> [Bloc de texte]:
Les coupures d'eau sont généralement le résultat d'initiatives locales de délégataires. Cette pratique étant illégale, les délégataires qui en sont coupables doivent être condamnés. Par ailleurs, il arrive que des usagers subissent des réductions de débit. Cette pratique est tout aussi inacceptable que celle consistant à couper l'eau.
Il existe un arsenal de solutions pour faire payer une facture à un mauvais payeur. Si, comme c'est le cas le plus fréquemment, une facture n'a pas été payée pour des raisons économiques, les dispositifs en place doivent permettre de solvabiliser les usagers.
Les réductions de débit sont tout aussi interdites que les coupures d'eau. L'arrêté du Conseil d'État rappelle d'ailleurs qu'il est interdit de se faire justice soi-même. Or tel est précisément ce que fait un exploitant quand il coupe l'eau ou réduit le débit d'un foyer. Une coupure ne peut être mise en œuvre que sur décision de justice. Un délégataire ne peut pas en décider de manière unilatérale.
Qui doit financer les investissements sur les réseaux, pour limiter les fuites ? Faut-il augmenter le prix de l'eau pour améliorer les performances du réseau ?
Les fuites se produisent le plus souvent au niveau des branchements, et non pas au niveau des canalisations structurantes. Les rapports des délégataires en témoignent. Il suffirait que l'exploitant entretienne le réseau pour que les fuites diminuent. En affermage, les investissements doivent être pris en charge par les collectivités.
Comment des investissements structurants peuvent-ils être réalisés si l'organisme compétent en la matière n'en a pas les moyens ? Faut-il augmenter le prix de l'eau ?
Les moyens sont disponibles, puisque les renouvellements font l'objet d'un plan pluriannuel. Cependant, les rapports des chambres régionales des comptes révèlent que ce plan n'est pas toujours respecté. Dès lors qu'un plan pluriannuel est établi, il est pourtant supposé être financé.
Cela permet d'afficher une bonne gestion du service. C'est la raison pour laquelle une gestion transparente est indispensable. Les rapports annuels sur le prix et la qualité des services doivent être corrects. En définitive, le financement est toujours supporté par la facture des usagers.
Le prix de l'eau ne doit pas être augmenté, car il ne revient pas aux usagers de payer ces investissements. Si un tarif unique est mis en place pour l'eau, les investissements doivent être pris en charge par l'État.
En cas de fuite, il arrive que les services des eaux coupent l'eau de façon préventive.
Êtes-vous prêt à remettre en cause le principe selon lequel « l'eau paye l'eau » ? Ce principe veut que le budget de l'eau s'équilibre par les ressources issues de l'eau. En retenant l'idée d'un fonds de péréquation et de l'intervention de l'État, vous admettez que, dans certains territoires, les services de l'eau pourraient être déficitaires et équilibrés par l'État. Dès lors, l'eau ne paierait plus l'eau.

> [Objectif 1]:
Reproduisez à l'identique le passage du texte sur les services de l'eau qui commence par les mots « Le prix de l'eau ne » et finit par « paierait plus l'eau. ».
> [Objectif 2]:
Poursuivez le texte sur les services de l'eau en reprenant juste après sa dernière phrase.

Entrées d'étiquetage de l'emplacement des images:
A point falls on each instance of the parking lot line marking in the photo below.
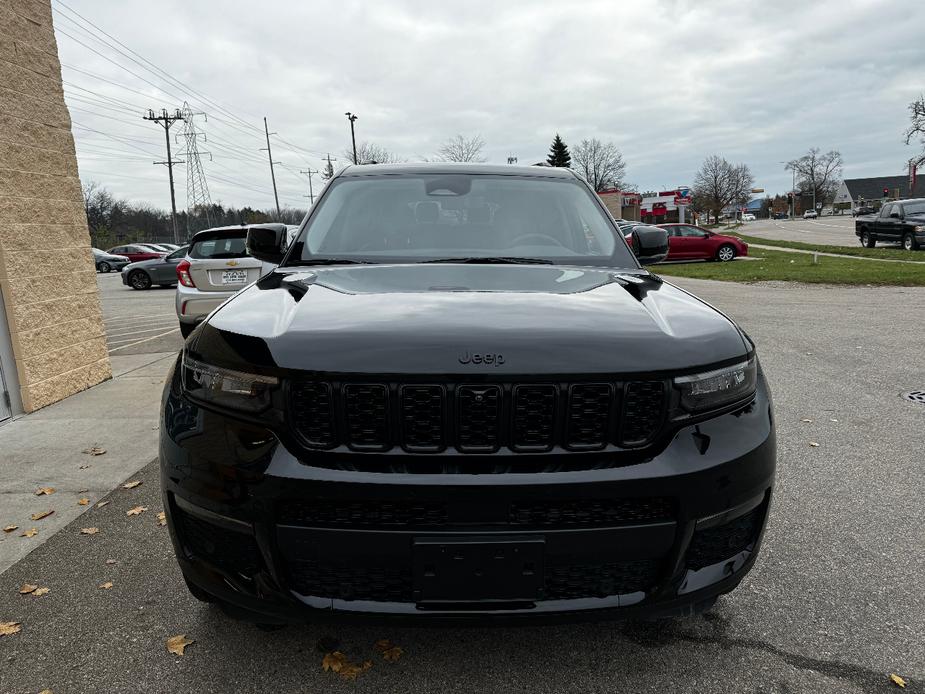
(146, 330)
(147, 339)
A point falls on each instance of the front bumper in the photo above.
(256, 525)
(193, 305)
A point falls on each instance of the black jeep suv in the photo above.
(460, 396)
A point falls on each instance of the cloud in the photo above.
(669, 83)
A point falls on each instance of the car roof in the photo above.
(355, 170)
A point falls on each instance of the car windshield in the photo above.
(466, 217)
(219, 246)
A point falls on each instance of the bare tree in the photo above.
(601, 164)
(371, 153)
(818, 174)
(719, 184)
(461, 148)
(917, 127)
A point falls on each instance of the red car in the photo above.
(689, 242)
(136, 252)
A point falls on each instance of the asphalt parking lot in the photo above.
(834, 604)
(830, 231)
(138, 322)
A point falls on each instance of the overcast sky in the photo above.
(669, 83)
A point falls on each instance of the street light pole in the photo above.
(352, 117)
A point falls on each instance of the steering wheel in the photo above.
(534, 235)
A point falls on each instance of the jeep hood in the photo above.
(435, 319)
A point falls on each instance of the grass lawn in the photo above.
(798, 267)
(860, 251)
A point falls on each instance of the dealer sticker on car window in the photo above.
(234, 276)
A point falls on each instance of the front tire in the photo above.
(725, 253)
(139, 280)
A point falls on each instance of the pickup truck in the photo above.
(902, 221)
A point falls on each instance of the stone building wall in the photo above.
(47, 274)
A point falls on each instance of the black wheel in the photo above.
(139, 280)
(725, 253)
(198, 593)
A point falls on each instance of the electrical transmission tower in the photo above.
(197, 190)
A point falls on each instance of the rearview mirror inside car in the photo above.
(267, 243)
(650, 244)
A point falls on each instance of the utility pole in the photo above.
(311, 195)
(328, 172)
(352, 117)
(165, 120)
(270, 155)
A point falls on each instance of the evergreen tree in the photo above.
(559, 154)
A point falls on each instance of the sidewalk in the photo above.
(45, 449)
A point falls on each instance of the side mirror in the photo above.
(267, 243)
(650, 244)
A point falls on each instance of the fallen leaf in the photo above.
(392, 654)
(176, 644)
(333, 661)
(9, 628)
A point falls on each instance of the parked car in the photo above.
(493, 414)
(898, 222)
(135, 252)
(689, 242)
(216, 267)
(107, 262)
(161, 271)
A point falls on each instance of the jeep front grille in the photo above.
(477, 418)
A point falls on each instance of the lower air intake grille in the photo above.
(571, 581)
(346, 582)
(233, 552)
(723, 542)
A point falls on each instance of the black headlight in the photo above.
(236, 390)
(712, 390)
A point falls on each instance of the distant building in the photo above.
(854, 191)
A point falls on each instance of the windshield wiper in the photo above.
(493, 260)
(329, 261)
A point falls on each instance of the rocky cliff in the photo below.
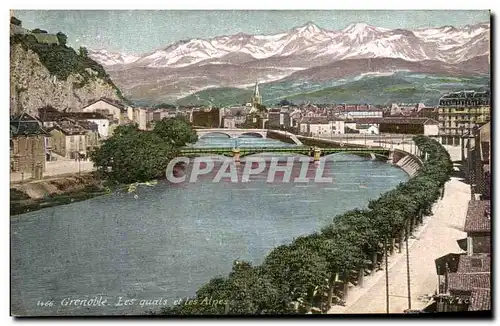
(32, 85)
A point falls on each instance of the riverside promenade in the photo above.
(436, 237)
(56, 168)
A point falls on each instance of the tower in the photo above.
(256, 98)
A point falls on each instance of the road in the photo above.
(435, 238)
(54, 168)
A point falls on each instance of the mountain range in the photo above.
(304, 55)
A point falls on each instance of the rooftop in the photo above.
(478, 216)
(467, 95)
(468, 281)
(480, 300)
(397, 120)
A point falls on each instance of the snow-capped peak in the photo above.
(357, 40)
(309, 27)
(107, 58)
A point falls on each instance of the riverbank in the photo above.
(408, 161)
(37, 194)
(436, 237)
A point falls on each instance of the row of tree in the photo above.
(308, 274)
(132, 155)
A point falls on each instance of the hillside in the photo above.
(52, 73)
(368, 88)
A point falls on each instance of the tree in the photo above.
(285, 102)
(62, 38)
(261, 107)
(131, 155)
(299, 271)
(175, 131)
(38, 30)
(15, 21)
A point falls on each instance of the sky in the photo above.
(143, 31)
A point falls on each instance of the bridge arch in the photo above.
(251, 134)
(213, 134)
(373, 155)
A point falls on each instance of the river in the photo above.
(164, 242)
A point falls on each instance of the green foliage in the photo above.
(261, 108)
(132, 155)
(176, 131)
(62, 61)
(15, 21)
(165, 106)
(293, 278)
(38, 30)
(62, 38)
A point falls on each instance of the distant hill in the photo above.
(374, 89)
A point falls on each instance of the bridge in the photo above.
(236, 133)
(232, 133)
(315, 152)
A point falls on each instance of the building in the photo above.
(256, 100)
(477, 164)
(113, 111)
(206, 117)
(69, 139)
(402, 125)
(92, 135)
(279, 118)
(460, 112)
(464, 279)
(321, 127)
(28, 145)
(232, 122)
(355, 111)
(49, 116)
(478, 227)
(463, 283)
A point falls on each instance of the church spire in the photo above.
(256, 90)
(256, 98)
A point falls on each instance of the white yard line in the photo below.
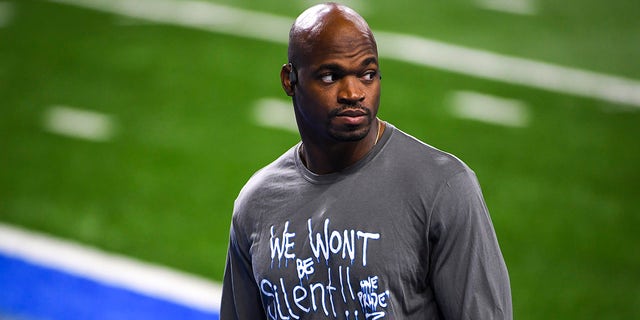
(523, 7)
(407, 48)
(275, 113)
(79, 123)
(490, 109)
(112, 269)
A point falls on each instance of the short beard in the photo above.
(350, 134)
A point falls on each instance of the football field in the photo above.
(130, 127)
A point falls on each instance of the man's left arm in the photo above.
(468, 272)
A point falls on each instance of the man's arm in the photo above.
(240, 295)
(468, 272)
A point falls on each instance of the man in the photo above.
(359, 220)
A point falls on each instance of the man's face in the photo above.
(338, 90)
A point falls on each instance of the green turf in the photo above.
(563, 192)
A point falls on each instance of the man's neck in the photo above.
(324, 158)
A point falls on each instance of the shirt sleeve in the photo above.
(240, 294)
(467, 270)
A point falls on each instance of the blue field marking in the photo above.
(30, 291)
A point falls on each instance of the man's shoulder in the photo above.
(272, 174)
(419, 156)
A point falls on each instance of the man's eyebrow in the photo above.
(329, 66)
(336, 67)
(368, 61)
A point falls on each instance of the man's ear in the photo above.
(288, 83)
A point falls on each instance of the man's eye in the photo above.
(328, 78)
(370, 75)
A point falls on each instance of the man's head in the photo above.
(332, 74)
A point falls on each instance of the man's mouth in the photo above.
(351, 113)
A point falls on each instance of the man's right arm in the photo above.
(240, 294)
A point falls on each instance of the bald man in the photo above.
(359, 220)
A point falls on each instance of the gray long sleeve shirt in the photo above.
(402, 234)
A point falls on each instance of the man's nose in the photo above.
(351, 91)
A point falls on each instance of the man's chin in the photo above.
(356, 134)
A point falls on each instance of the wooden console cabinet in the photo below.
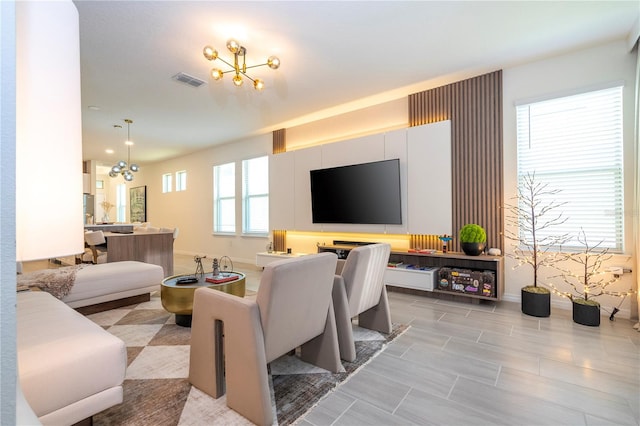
(148, 247)
(428, 269)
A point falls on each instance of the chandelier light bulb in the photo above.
(216, 74)
(273, 62)
(233, 46)
(258, 84)
(210, 53)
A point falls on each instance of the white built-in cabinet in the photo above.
(425, 177)
(281, 190)
(429, 176)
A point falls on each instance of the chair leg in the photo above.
(323, 350)
(379, 317)
(343, 321)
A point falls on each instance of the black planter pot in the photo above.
(535, 304)
(586, 314)
(472, 249)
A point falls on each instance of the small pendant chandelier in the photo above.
(125, 168)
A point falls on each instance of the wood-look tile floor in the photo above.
(471, 364)
(466, 364)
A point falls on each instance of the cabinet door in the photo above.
(395, 146)
(353, 151)
(281, 191)
(305, 160)
(429, 179)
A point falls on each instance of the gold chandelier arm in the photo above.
(255, 66)
(231, 65)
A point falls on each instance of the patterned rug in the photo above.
(156, 389)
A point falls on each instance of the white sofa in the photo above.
(107, 282)
(69, 368)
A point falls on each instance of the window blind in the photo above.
(574, 144)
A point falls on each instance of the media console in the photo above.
(476, 277)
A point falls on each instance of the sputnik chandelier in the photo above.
(239, 55)
(125, 168)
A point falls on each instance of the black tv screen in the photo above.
(367, 193)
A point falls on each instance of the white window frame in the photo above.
(167, 182)
(255, 192)
(222, 187)
(575, 145)
(181, 180)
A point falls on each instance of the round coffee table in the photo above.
(178, 298)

> [Bonne réponse 1]:
Le prix de l'eau ne doit pas être augmenté, car il ne revient pas aux usagers de payer ces investissements. Si un tarif unique est mis en place pour l'eau, les investissements doivent être pris en charge par l'État.
En cas de fuite, il arrive que les services des eaux coupent l'eau de façon préventive.
Êtes-vous prêt à remettre en cause le principe selon lequel « l'eau paye l'eau » ? Ce principe veut que le budget de l'eau s'équilibre par les ressources issues de l'eau. En retenant l'idée d'un fonds de péréquation et de l'intervention de l'État, vous admettez que, dans certains territoires, les services de l'eau pourraient être déficitaires et équilibrés par l'État. Dès lors, l'eau ne paierait plus l'eau.

> [Bonne réponse 2]:
L'eau ne coûte rien en elle-même. En revanche, l'assainissement est coûteux. Selon moi, l'eau devrait presque être gratuite, comme l'air. En réalité, nous payons l'assainissement et l'accès à l'eau, c'est-à-dire les tuyaux. Or cela devrait être une disposition régalienne ou relevant des collectivités. Un équilibre doit être trouvé entre les investissements publics et les investissements des collectivités.
Le principe selon lequel « l'eau paye l'eau » doit absolument être maintenu et respecté, mais il ne l'est pas toujours. Actuellement, les factures d'eau financent bien d'autres choses que ce qu'elles devraient financer.
S'agissant des investissements, la part de l'assainissement est équivalente, voire supérieure, à celui de la distribution de l'eau. Pendant des décennies, les investissements pour la distribution d'eau potable ont été fortement financés par des fonds publics, parce qu'il fallait absolument moderniser les réseaux et généraliser la distribution. Aujourd'hui, le retard en matière d'assainissement est tel que la facture d'eau ne suffira pas à financer ces investissements. Lors de débats parlementaires antérieurs, un consensus avait d'ailleurs émergé pour considérer que l'impôt devrait contribuer à la modernisation des unités de traitement. Voilà qui ne remet pas en cause fondamentalement le principe de « l'eau paye l'eau », mais le fait est que ces investissements ne peuvent pas être uniquement financés par la facture d'eau.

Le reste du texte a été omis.